### EXERCISE REQUIREMENTS
Please retype the material beneath this task exactly, starting with its first line and finishing with the line containing "Target: woman in dark coat".

━━━ DATA EXTRACTS

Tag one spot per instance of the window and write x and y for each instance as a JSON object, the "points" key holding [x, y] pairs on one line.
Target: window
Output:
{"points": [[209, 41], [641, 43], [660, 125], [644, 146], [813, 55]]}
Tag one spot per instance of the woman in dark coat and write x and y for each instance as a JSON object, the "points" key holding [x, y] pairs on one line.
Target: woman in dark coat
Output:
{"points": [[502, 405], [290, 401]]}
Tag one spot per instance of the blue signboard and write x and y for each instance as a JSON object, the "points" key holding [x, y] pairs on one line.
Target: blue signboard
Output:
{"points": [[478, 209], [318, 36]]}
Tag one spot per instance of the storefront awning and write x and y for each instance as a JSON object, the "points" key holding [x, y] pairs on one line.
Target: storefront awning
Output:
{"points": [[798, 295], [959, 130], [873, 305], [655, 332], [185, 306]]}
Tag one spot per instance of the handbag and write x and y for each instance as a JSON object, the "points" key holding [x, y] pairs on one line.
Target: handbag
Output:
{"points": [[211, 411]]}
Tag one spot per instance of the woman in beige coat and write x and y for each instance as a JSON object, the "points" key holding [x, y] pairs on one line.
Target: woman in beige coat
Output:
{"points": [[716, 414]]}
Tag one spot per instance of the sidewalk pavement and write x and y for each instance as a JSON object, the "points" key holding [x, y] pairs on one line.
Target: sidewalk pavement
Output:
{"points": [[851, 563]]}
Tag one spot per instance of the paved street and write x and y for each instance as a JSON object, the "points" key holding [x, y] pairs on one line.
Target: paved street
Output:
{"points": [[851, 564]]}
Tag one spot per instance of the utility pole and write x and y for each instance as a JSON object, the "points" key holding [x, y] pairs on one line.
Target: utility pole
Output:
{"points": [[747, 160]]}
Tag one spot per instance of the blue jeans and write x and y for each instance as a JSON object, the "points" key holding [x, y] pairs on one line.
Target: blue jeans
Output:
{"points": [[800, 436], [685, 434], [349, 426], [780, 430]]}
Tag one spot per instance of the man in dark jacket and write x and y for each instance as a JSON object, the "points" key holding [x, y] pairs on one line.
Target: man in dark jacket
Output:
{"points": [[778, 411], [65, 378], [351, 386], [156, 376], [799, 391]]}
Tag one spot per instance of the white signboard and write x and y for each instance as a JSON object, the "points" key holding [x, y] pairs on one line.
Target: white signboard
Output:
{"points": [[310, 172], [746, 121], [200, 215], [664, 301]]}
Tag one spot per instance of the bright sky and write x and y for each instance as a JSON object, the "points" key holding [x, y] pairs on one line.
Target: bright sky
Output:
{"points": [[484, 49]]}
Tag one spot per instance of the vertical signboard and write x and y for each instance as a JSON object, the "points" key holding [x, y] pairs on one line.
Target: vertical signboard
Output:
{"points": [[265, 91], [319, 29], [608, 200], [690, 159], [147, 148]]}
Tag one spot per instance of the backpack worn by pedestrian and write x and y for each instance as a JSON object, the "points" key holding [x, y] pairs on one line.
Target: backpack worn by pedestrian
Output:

━━━━━━

### RESPONSE TO THE TASK
Tag one spot per instance of the window and write x and y for each instance as a JSON object, the "points" key holding [x, y] pairs on one line.
Target: window
Output:
{"points": [[209, 41], [641, 43], [660, 125], [644, 146], [813, 55]]}
Tag one spot per instance of the woman in dark coat and write x and y for each instance as a JSON object, the "points" key holding [x, y] pairs on one line.
Target: woman in dark coat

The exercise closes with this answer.